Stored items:
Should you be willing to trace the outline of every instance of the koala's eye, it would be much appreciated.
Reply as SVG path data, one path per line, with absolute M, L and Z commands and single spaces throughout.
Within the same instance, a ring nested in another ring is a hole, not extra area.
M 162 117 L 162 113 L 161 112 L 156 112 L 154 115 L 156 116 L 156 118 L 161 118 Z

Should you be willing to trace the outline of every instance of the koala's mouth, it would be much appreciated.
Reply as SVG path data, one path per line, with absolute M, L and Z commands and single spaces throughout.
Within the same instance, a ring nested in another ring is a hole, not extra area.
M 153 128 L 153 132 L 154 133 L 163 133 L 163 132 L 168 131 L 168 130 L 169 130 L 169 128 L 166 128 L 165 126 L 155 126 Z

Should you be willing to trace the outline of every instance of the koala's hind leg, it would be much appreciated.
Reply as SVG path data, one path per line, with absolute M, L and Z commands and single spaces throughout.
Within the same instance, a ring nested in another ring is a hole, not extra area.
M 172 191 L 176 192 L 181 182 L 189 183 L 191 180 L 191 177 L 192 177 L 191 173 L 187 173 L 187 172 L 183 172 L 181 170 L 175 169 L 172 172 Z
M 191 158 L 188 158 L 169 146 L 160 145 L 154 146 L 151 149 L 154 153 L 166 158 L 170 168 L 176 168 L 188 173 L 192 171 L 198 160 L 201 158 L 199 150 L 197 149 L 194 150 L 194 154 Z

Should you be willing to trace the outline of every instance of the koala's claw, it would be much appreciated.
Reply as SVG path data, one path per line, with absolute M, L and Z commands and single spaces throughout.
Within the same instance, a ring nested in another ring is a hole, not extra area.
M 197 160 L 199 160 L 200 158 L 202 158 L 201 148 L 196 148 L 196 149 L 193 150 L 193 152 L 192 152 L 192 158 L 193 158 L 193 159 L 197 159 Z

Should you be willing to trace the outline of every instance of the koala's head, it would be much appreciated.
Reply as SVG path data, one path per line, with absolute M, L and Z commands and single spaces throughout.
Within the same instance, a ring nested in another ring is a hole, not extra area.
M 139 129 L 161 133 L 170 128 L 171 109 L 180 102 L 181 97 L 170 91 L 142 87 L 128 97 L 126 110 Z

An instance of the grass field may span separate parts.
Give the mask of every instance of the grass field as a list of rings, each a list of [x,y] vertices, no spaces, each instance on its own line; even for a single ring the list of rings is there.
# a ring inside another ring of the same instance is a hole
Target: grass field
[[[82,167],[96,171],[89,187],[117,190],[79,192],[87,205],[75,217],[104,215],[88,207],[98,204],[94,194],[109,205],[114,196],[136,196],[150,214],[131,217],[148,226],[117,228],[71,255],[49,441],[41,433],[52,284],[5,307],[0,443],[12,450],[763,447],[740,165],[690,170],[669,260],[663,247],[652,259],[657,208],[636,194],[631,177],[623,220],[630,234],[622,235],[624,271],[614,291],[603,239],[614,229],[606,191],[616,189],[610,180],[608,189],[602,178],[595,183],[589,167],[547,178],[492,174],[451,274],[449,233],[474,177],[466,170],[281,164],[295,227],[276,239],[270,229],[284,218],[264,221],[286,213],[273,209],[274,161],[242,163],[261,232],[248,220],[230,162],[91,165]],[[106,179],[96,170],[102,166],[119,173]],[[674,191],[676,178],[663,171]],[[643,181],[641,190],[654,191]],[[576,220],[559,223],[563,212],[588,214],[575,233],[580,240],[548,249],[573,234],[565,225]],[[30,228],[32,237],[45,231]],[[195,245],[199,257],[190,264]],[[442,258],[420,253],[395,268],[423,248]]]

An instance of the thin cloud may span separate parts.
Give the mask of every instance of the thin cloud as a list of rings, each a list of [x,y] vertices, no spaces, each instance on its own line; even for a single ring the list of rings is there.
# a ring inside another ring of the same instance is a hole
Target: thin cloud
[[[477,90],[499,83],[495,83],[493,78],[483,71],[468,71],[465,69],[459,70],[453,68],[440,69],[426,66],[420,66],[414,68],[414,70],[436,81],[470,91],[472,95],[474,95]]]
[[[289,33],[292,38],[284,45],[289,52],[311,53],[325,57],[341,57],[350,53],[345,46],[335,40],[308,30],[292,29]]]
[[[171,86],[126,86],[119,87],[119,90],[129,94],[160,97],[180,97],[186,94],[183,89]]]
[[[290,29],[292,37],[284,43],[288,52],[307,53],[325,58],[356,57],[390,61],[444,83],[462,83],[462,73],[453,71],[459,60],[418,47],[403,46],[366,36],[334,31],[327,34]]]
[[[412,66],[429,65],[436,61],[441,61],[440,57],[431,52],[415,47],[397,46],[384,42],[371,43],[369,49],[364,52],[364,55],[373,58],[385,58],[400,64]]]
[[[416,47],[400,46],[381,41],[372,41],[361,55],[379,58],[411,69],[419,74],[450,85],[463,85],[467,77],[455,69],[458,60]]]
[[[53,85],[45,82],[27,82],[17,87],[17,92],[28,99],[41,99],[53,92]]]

- [ASSIGNMENT]
Wherever the word "Give" turns up in the records above, copy the line that holds it.

- [TASK RESPONSE]
Give the mask of every instance of the grass field as a list of rings, each a list of [x,y] vertices, no spaces, each instance on its own line; even for a single ring the list of rings is there.
Give the mask of every instance of the thin cloud as a list of rings, each a list of [x,y] vertices, no spaces, each instance on its own line; even for a single ring the list of rings is there.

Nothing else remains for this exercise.